## Set problem
Locate every line in the material below that contains the string "collar", and copy each of those lines. Case counts.

Point labels for objects:

+-------+

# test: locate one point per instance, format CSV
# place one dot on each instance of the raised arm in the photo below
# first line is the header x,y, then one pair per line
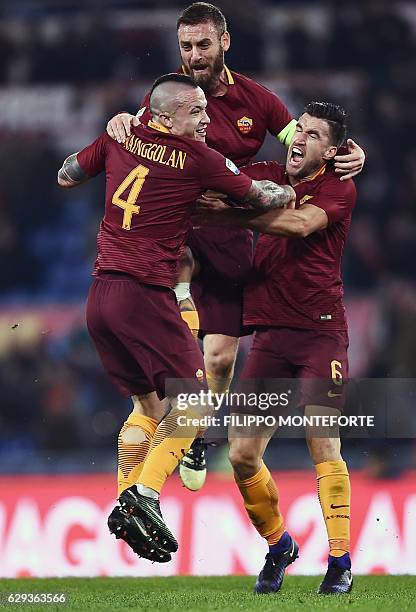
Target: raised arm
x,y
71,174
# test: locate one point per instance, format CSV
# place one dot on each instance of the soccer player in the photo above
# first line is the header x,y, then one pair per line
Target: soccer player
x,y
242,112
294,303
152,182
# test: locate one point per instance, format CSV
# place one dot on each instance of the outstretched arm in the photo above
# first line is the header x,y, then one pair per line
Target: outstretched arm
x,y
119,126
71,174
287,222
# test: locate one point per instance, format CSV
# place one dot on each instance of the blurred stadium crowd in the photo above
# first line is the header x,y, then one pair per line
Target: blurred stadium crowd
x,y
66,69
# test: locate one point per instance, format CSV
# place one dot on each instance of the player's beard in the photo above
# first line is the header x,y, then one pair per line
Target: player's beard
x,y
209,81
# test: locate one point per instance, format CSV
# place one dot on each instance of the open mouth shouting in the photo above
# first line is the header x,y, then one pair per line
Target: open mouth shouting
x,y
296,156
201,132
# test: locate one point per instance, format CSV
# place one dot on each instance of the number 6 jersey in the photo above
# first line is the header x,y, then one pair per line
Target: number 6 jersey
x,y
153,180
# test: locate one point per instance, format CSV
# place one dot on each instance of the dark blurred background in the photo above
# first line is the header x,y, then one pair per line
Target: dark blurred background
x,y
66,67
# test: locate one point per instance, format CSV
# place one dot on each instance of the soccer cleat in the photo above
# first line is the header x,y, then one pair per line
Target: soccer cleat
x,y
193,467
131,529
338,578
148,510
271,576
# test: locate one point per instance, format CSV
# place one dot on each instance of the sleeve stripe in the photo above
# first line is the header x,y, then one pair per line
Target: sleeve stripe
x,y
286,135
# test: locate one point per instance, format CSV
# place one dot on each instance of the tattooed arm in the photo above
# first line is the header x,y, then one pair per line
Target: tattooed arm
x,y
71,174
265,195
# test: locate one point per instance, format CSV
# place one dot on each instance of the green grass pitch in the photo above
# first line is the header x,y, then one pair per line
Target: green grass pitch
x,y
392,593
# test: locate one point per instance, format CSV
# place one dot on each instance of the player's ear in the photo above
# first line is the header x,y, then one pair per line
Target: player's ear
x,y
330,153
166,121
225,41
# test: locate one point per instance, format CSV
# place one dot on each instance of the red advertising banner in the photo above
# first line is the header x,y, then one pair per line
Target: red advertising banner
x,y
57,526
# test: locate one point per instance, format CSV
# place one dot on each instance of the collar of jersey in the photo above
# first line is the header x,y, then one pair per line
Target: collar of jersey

+-------+

## Task response
# place one dot on each instance of the collar of jersey in the photo above
Target: collar of jersey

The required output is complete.